Passage shown —
========================================
Bitcoin is designed to be verifiable (forgery-resistant) but pretty much untraceable, and very easy to hide. Easier than a bunch of gold coins, anyway. And easier to ship to the opposite side of the planet at the push of a button. Libertarians love it because it pushes the same buttons as their gold fetish and it doesn't look like a "Fiat currency". You can visualize it as some kind of scarce precious data resource, sort of a digital equivalent of gold. Nation-states don't control the supply of it, so it promises to bypass central banks.

But there are a number of huge down-sides. Here's a link-farm to the high points:

  • Mining BtC has a carbon footprint from hell (as they get more computationally expensive to generate, electricity consumption soars). This essay has some questionable numbers, but the underlying principle is sound.

  • Bitcoin mining software is now being distributed as malware because using someone else's computer to mine BitCoins is easier than buying a farm of your own mining hardware.

  • Bitcoin violates Gresham's law: Stolen electricity will drive out honest mining. (So the greatest benefits accrue to the most ruthless criminals.)
========================================
Entries from a point annotation set —
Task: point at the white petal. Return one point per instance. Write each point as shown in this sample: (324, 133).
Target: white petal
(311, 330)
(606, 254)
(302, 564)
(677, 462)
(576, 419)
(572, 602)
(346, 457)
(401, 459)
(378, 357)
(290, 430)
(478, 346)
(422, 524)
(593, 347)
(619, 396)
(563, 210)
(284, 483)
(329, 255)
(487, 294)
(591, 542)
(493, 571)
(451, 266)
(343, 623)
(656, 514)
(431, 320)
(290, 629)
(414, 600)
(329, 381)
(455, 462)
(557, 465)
========================================
Task 1 —
Using the Bitcoin passage, decide whether each statement agrees with it. Give yes or no, followed by the deciding words from the passage in quotation marks.
(a) Nation-states control the supply of Bitcoin.
(b) Bitcoin mining software is being distributed as malware.
(c) Electricity consumption falls as bitcoins become more computationally expensive to generate.
Task 2 — List every down-side of Bitcoin given in the bulleted points of the Bitcoin passage, each in a few words.
Task 3 —
Answer from the Bitcoin passage:
(a) What is Bitcoin described as a digital equivalent of?
(b) Which law does Bitcoin violate?
(c) What will stolen electricity drive out?

Written solution 1 —
(a) No: "Nation-states don't control the supply of it"
(b) Yes: "Bitcoin mining software is now being distributed as malware"
(c) No: "as they get more computationally expensive to generate, electricity consumption soars"

Written solution 2 —
- Mining Bitcoin has a huge carbon footprint.
- Bitcoin mining software is distributed as malware.
- Bitcoin violates Gresham's law.

Written solution 3 —
(a) Gold
(b) Gresham's law
(c) Honest mining